Coordinate annotation records
□ □ □

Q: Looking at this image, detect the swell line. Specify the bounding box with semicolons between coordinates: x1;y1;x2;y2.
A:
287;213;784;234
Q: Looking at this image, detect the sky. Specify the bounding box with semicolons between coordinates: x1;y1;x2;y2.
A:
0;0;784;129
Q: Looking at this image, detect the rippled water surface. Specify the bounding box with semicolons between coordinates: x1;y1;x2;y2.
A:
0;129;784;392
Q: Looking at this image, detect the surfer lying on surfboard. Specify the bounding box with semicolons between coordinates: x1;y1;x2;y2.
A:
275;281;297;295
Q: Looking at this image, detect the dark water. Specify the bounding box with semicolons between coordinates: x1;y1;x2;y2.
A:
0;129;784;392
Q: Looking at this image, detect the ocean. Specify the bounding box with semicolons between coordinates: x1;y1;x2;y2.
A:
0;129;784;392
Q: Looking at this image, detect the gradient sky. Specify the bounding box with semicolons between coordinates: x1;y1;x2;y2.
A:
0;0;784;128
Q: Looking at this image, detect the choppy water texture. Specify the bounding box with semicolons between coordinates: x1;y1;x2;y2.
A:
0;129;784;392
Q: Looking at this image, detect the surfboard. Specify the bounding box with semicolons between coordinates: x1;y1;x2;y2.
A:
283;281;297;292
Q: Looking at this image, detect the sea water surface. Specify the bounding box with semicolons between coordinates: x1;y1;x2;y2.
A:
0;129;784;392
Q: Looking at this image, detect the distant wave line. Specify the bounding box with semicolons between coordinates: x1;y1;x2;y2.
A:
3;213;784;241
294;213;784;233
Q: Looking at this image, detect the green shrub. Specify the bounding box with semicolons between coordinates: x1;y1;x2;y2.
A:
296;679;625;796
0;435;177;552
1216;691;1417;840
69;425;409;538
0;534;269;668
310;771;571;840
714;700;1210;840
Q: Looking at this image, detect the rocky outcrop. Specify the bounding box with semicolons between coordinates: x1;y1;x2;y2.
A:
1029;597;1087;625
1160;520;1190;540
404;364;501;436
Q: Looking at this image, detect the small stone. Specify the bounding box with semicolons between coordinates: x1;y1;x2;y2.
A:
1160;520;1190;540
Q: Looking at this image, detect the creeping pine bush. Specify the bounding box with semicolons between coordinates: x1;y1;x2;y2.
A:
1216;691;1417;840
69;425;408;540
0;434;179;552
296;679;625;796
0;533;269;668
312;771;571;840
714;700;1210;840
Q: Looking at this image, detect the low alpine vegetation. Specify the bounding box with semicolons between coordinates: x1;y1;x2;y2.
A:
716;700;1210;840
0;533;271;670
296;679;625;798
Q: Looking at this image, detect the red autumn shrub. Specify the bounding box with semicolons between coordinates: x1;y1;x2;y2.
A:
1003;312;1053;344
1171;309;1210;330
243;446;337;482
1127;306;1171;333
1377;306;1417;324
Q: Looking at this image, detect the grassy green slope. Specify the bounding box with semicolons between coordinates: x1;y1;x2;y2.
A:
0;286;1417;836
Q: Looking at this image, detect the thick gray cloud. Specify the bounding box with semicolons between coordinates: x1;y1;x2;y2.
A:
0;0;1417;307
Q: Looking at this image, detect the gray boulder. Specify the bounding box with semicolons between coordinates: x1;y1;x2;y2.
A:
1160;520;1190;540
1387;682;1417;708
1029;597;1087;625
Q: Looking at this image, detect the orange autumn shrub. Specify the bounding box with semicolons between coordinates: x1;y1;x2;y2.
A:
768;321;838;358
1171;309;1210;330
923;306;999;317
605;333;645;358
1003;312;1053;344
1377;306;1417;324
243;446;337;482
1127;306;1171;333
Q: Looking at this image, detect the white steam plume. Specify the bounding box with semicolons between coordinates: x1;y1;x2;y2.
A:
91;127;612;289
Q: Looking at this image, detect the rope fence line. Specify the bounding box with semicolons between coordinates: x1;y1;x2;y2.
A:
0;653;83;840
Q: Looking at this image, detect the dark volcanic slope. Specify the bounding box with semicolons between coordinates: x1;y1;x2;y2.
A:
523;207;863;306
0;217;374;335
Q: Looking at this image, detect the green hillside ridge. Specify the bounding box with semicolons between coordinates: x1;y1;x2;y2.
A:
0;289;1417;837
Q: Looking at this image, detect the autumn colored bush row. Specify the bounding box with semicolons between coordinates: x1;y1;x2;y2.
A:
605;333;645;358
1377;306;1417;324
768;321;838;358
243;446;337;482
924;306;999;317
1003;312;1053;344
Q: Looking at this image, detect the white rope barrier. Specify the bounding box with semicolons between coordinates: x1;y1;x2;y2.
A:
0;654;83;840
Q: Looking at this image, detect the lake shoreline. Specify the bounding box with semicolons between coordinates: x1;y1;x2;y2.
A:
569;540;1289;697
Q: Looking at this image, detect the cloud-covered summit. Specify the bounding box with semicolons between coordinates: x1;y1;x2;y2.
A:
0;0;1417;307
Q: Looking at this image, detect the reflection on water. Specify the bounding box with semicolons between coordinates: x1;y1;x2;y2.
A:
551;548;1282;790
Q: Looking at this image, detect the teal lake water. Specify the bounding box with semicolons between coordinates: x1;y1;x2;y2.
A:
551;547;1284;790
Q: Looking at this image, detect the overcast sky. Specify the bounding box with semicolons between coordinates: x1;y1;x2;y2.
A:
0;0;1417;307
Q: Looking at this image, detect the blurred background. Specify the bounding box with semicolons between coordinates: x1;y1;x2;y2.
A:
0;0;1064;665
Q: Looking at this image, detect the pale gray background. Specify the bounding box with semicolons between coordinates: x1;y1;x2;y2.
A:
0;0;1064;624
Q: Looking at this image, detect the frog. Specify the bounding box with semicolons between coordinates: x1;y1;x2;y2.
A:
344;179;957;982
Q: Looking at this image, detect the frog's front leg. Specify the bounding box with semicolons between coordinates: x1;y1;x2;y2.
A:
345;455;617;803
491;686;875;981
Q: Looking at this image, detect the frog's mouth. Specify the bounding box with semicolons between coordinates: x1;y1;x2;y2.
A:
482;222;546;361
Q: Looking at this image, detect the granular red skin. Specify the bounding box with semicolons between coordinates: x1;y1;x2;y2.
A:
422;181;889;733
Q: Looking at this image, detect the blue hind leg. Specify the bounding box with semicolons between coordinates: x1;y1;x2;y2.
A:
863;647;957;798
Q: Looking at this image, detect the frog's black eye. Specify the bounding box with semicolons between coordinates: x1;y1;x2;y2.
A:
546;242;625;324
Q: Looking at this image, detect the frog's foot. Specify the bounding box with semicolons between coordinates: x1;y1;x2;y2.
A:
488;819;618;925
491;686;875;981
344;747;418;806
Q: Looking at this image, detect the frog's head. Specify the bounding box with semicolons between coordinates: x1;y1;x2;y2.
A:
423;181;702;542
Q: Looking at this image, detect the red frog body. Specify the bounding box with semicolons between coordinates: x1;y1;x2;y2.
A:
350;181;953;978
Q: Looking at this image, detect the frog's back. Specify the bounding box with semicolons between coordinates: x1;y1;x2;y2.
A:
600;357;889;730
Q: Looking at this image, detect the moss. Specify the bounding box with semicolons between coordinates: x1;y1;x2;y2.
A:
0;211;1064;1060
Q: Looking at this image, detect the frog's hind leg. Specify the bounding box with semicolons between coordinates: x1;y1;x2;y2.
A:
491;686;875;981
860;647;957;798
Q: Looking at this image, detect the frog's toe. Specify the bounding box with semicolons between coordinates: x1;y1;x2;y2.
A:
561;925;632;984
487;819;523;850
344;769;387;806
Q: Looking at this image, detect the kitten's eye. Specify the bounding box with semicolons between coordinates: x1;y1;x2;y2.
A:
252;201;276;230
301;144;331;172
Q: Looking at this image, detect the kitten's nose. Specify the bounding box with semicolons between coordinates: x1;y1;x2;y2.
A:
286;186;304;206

□ □ □

Exercise instructions>
Copy out the lines of the records above without any change, starting with the line that contains "Q: Looking at this image, detect the dark volcanic" and going on through the line that contains "551;547;1284;790".

Result of the task>
Q: Looking at this image, detect the dark volcanic slope. Specify the bounding box with semicolons between coordinates: x1;y1;x2;y2.
A:
523;207;863;306
0;217;374;335
Q: Looking at this image, detect the green hillside ridge. Specify the bounding box with semicolons between coordinates: x1;y1;x2;y2.
A:
0;289;1417;837
Q: Looking at this image, detect the autumn colored bush row. Specify the bounding box with semicolons between coordinates: x1;y1;x2;y2.
A:
605;333;645;358
1377;306;1417;324
768;321;838;358
243;446;337;482
924;306;999;317
1003;312;1053;344
Q: Looking at this image, detect the white rope barrier. Specify the bounding box with semicolons between coordinates: x1;y1;x2;y2.
A:
0;654;83;840
Q: Looking at this image, detect the lake shoreline. Specify the bounding box with semicolons between coordinates: x1;y1;x2;y2.
A:
569;540;1289;697
Q: Looking at this image, detect the cloud-covered summit. Specify the bounding box with semicolons between coordinates: x1;y1;x2;y2.
A:
0;0;1417;307
Q: Looking at this image, detect the reflection on water. Specify the bounding box with semicolons between coordinates: x1;y1;x2;y2.
A:
551;548;1282;790
Q: Looking at this image, detect the teal lake water. Specify the bounding box with semicolons between coordinates: x1;y1;x2;y2.
A:
551;547;1284;790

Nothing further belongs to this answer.